> _Soal Singkat A_: Dalam bacaan tentang berdamai dengan diri, berapa lama penulis merasa berada pada titik terendah?
> _Soal Singkat B_: Lanjutkan bacaan tentang berdamai dengan diri, dimulai setelah kalimat terakhir yang tercantum.

Menyelami diri menjadi sebuah arti, jika kita mengetahui tentang apa yang kita selami. Ya, menjadi hal yang perlu bahkan wajib apabila diri akan melangkah lebih jauh dan lebih tinggi. Menjadi hal yang patut untuk dipelajari setiap hari guna memperbaiki kualitas diri. Kira-kira apa yang dimaksudkan? Yang dimaksudkan adalah “Berdamai dengan diri”. Selama ini, sudahkah kita berdamai dengan diri kita sendiri? Jujur tentang apa yang dirasakan, diinginkan dan dibutuhkan? Saya rasa, belum sepenuhnya jujur, bahkan boleh jadi kita masih memiliki “topeng” terhadap diri sendiri.
Tapi, kau tak perlu khawatir, karena kamu tak sendiri. Saya pun juga mengalami, memiliki berbagai “topeng” pada diri sendiri, tak mau jujur, dan pada akhirnya mengutuki diri, menuntut keadilan. Yup.. Saya, Intan. Seseorang yang dihadirkan oleh Tuhan ke dunia yang kian bertambah usia hingga hari ini. Intan yang selalu diberikan kesempatan untuk menebarkan manfaat pada Semesta-Nya. Aku pernah dalam posisi tak setegar dan sekuat hari ini. Seorang Intan pun pernah berfikir untuk mengakhiri, padahal belum waktuku untuk kembali. Menganggap Tuhan tak adil pada diriku, karena memberikan beban yang menurutku tak kuat untuk ku topang –kala itu-.
Bersembunyi dibalik rasa sakit dengan guratan senyum yang –katanya- meneduhkan. Banyak topeng yang kumiliki sejak enam tahun yang lalu. Banyak yang tak mengerti bahwa diri sebenarnya enggan pada posisi itu, yang mana harus menjalani pengobatan namun juga mendapatkan tekanan dari teman bahkan guru. Menjadikan diri ini tak percaya diri, pendiam, enggan bersosialisasi. Boleh dibilang, itu adalah tindakan bullying, namun mereka merasa tidak melakukannya. Diri merasakan berada pada titik terendah selama hampir tiga tahun. Hingga pada akhirnya diri ini memutuskan untuk abai terhadap apa yang mereka katakan, apa yang mereka pandang rendah dalam diriku. Serta, diri ini telah pasrah pada Takdir-Nya, apabila telah datang waktuku untuk kembali, maka aku akan kembali dengan sendirinya.

> _Data yang Ditampilkan_:

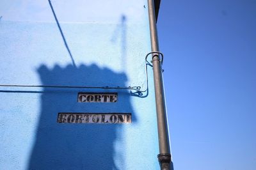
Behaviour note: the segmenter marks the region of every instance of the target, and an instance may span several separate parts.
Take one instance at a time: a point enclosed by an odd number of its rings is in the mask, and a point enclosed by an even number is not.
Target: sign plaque
[[[58,123],[130,123],[131,113],[59,112]]]
[[[78,93],[77,102],[114,103],[117,102],[117,93]]]

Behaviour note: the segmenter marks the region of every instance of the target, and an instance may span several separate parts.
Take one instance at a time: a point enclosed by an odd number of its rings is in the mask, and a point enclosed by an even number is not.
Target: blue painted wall
[[[52,10],[48,1],[0,2],[1,84],[147,88],[147,1],[51,4]],[[0,87],[0,169],[158,169],[151,68],[148,73],[143,97],[127,90]],[[118,100],[78,103],[81,91],[118,92]],[[132,123],[58,123],[61,112],[131,112]]]

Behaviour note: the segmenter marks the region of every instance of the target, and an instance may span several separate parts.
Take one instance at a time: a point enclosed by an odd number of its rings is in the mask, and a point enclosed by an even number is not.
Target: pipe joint
[[[160,153],[157,155],[161,170],[170,170],[171,163],[171,154]]]

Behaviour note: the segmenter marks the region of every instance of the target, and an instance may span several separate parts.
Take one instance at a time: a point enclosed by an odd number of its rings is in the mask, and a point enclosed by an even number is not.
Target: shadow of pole
[[[67,41],[66,41],[66,38],[65,38],[65,36],[64,36],[63,32],[62,31],[61,27],[61,26],[60,26],[60,22],[59,22],[59,21],[58,21],[58,19],[57,19],[57,16],[56,16],[56,13],[55,13],[55,12],[54,12],[54,8],[53,8],[53,6],[52,6],[52,3],[51,3],[51,0],[48,0],[48,2],[49,2],[49,5],[50,5],[50,6],[51,6],[51,10],[52,10],[52,14],[53,14],[53,15],[54,16],[54,19],[55,19],[55,20],[56,20],[56,23],[57,23],[58,27],[59,28],[60,34],[61,35],[61,37],[62,37],[62,39],[63,40],[65,46],[66,47],[66,49],[67,49],[67,50],[68,52],[69,56],[70,56],[70,58],[71,58],[71,60],[72,60],[72,64],[73,64],[73,66],[74,66],[74,67],[76,67],[76,63],[75,63],[75,61],[74,60],[73,56],[72,56],[72,54],[71,54],[71,51],[70,51],[70,50],[69,49],[68,43],[67,43]]]

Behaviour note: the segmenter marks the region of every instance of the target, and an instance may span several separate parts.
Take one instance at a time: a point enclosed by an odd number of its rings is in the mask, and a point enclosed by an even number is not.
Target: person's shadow
[[[52,69],[38,68],[42,85],[81,86],[125,86],[127,76],[95,65]],[[77,102],[79,92],[118,92],[115,103]],[[29,169],[118,169],[125,160],[121,141],[128,124],[59,123],[59,112],[135,112],[127,90],[45,88],[41,112]],[[118,142],[119,141],[119,142]],[[118,161],[116,164],[116,161]],[[124,162],[124,163],[122,163]],[[118,164],[118,165],[117,165]]]

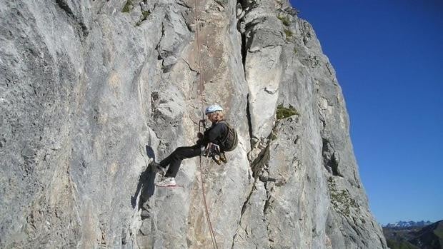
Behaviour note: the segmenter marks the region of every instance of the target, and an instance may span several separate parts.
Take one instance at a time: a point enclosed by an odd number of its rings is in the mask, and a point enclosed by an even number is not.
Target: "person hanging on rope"
[[[218,104],[208,106],[205,114],[212,125],[204,133],[199,132],[199,140],[195,145],[179,147],[160,163],[153,161],[149,163],[154,172],[164,175],[161,181],[156,183],[157,186],[173,187],[176,185],[175,176],[183,159],[204,156],[212,157],[218,164],[227,162],[224,151],[233,151],[237,146],[237,132],[226,122],[223,108]],[[203,123],[204,127],[204,120],[200,123]]]

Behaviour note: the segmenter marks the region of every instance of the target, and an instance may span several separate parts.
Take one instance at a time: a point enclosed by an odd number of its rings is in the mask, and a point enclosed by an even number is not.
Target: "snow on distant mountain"
[[[431,225],[432,224],[432,222],[430,222],[429,220],[427,221],[424,221],[424,220],[422,220],[422,221],[397,221],[394,223],[388,223],[387,225],[384,225],[384,227],[385,228],[410,228],[410,227],[417,227],[417,226],[420,226],[420,227],[423,227],[425,225]]]

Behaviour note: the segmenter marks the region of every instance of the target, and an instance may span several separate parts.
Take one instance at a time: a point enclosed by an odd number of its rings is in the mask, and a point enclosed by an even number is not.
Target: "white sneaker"
[[[177,184],[175,183],[175,178],[173,177],[164,177],[161,181],[155,183],[159,187],[175,187]]]

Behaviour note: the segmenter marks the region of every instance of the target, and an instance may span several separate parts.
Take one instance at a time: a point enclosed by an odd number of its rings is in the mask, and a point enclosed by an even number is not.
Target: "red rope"
[[[195,3],[195,29],[196,29],[196,43],[197,43],[197,62],[199,64],[199,75],[200,80],[200,96],[201,97],[201,118],[204,118],[204,83],[203,83],[203,72],[201,71],[201,56],[200,56],[200,39],[199,35],[199,12],[197,9],[197,0],[194,1]],[[199,124],[199,132],[200,131],[200,125]],[[218,249],[217,243],[215,239],[215,233],[214,233],[214,228],[212,228],[212,224],[211,223],[211,218],[209,217],[209,211],[208,209],[208,205],[206,200],[206,193],[204,190],[204,184],[203,181],[203,166],[201,163],[201,156],[200,156],[200,176],[201,176],[201,193],[203,195],[203,202],[204,203],[204,210],[206,213],[206,220],[208,222],[208,225],[209,226],[209,232],[211,234],[211,240],[212,242],[212,245],[214,248]]]

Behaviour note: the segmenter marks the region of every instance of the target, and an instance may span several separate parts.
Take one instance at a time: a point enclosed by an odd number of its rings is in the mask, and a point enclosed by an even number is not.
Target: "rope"
[[[199,91],[200,91],[200,96],[201,98],[201,119],[204,119],[204,83],[203,83],[203,72],[201,71],[201,56],[200,56],[200,39],[199,39],[199,11],[198,11],[198,8],[197,8],[197,0],[194,0],[194,4],[195,4],[195,30],[196,30],[196,43],[197,43],[197,62],[199,64],[199,81],[200,81],[200,88],[199,88]],[[199,132],[201,132],[200,131],[200,125],[199,124]],[[208,154],[209,155],[209,154]],[[206,156],[206,158],[208,158],[208,156]],[[206,160],[207,161],[207,160]],[[214,233],[214,228],[212,228],[212,224],[211,223],[211,218],[209,217],[209,211],[208,209],[208,205],[206,200],[206,193],[205,193],[205,190],[204,190],[204,179],[203,179],[203,166],[201,163],[201,155],[200,155],[200,181],[201,183],[201,194],[203,195],[203,202],[204,203],[204,210],[206,213],[206,220],[208,222],[208,225],[209,226],[209,232],[211,234],[211,241],[212,242],[212,246],[214,247],[214,248],[218,249],[218,246],[217,246],[217,242],[215,238],[215,233]]]

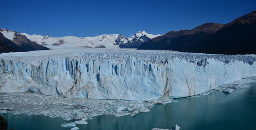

> _Jawaban Latihan A_: Hampir tiga tahun.

> _Jawaban Latihan B_:
Perlahan namun pasti, Intan yang kian bertambah usia kini memasuki salah satu perguruan tinggi Islam Negeri di Surakarta dengan mengambil program studi Bimbingan dan Konseling Islam. Program studi yang pada awalnya tidak diinginkan namun seiring berjalannya waktu dapat diterima. Percaya atau tidak, dengan masuk di perguruan tinggi dan program studi tersebut, Allah menunjukkan bahwa ini yang terbaik. Dimana saya dapat menemukan sebuah ketenangan, menerima diri dengan lapang walau perlahan dan tentunya membuat saya lebih dekat dengan Sang Pemilik Kehidupan. Karena Allah lebih tahu mana yang kita butuhkan bukan yang kita inginkan. Dan benar saja, saat itu saya tengah dalam keadaan menuju bangkit dari keterpurukan, membutuhkan ruang yang mampu membuat diri ini tenang dan menerima apa yang terjadi pada diri ini. Kemudian, Allah menjawabnya dengan menempatkan diri ini pada lingkup yang seharusnya dan memberikan penguat lewat sahabat maupun orang tua.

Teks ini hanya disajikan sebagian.